Which lines run from the one containing "Your task: scan for saz" through the end of the entries? Restate them word for word, and only those.

****************************************

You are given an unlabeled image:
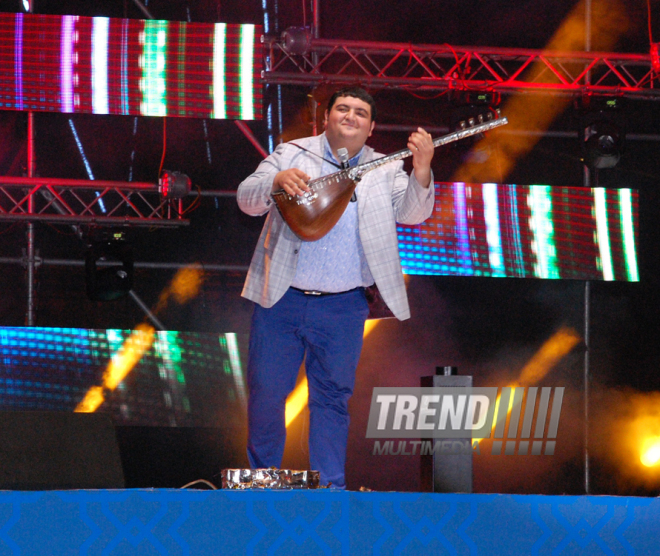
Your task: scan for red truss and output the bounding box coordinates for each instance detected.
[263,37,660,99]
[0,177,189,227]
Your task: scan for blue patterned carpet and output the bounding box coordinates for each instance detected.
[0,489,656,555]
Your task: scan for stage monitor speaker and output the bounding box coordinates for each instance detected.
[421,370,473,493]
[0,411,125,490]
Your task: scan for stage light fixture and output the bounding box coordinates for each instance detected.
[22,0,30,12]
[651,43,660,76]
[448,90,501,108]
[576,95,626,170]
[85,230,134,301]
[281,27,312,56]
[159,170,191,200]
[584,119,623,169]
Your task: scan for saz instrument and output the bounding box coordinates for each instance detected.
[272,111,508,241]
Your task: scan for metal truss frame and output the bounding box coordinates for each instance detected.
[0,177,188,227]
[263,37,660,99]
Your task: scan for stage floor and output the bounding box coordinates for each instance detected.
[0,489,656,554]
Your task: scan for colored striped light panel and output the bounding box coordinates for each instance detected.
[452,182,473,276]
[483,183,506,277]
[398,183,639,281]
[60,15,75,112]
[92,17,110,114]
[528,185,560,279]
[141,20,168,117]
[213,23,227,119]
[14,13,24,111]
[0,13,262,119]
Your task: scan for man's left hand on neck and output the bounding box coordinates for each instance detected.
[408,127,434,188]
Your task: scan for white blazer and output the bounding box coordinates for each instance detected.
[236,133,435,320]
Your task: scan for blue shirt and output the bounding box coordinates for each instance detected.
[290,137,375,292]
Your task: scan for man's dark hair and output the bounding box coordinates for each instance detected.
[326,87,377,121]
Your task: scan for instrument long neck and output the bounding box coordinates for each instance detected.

****************************************

Reply to the task
Your task: scan for saz instrument and output the bounding box coordinates for each instance detected.
[272,111,508,241]
Your task: scan for metal truss frame and output the bounding box coordinates for each instance detected.
[0,177,188,227]
[263,37,660,99]
Your task: scan for stage floor and output the bounding box coordinates for each instance detected.
[0,489,656,554]
Your task: scan for colored striped light panel and output the bounding box coordinates for each instance detected.
[452,182,473,276]
[483,183,506,277]
[398,183,639,281]
[60,15,75,112]
[92,17,110,114]
[528,185,560,279]
[141,20,168,117]
[213,23,227,119]
[14,13,24,111]
[0,13,262,119]
Your task: scan for man's left hand on neck and output the bounding box coordinates for each instance detected.
[408,127,434,188]
Your task: scan for white blazer and output the bounding box coordinates for each instance detected.
[236,133,435,320]
Your task: scan for blue shirt and output the bounding box coordinates for each instance detected.
[290,137,375,292]
Your task: scan for man's dark hair and output the bounding box coordinates for each instance detected.
[326,87,377,121]
Your task: scan for instrument long neck and output the bounding box coordinates for each instance detected.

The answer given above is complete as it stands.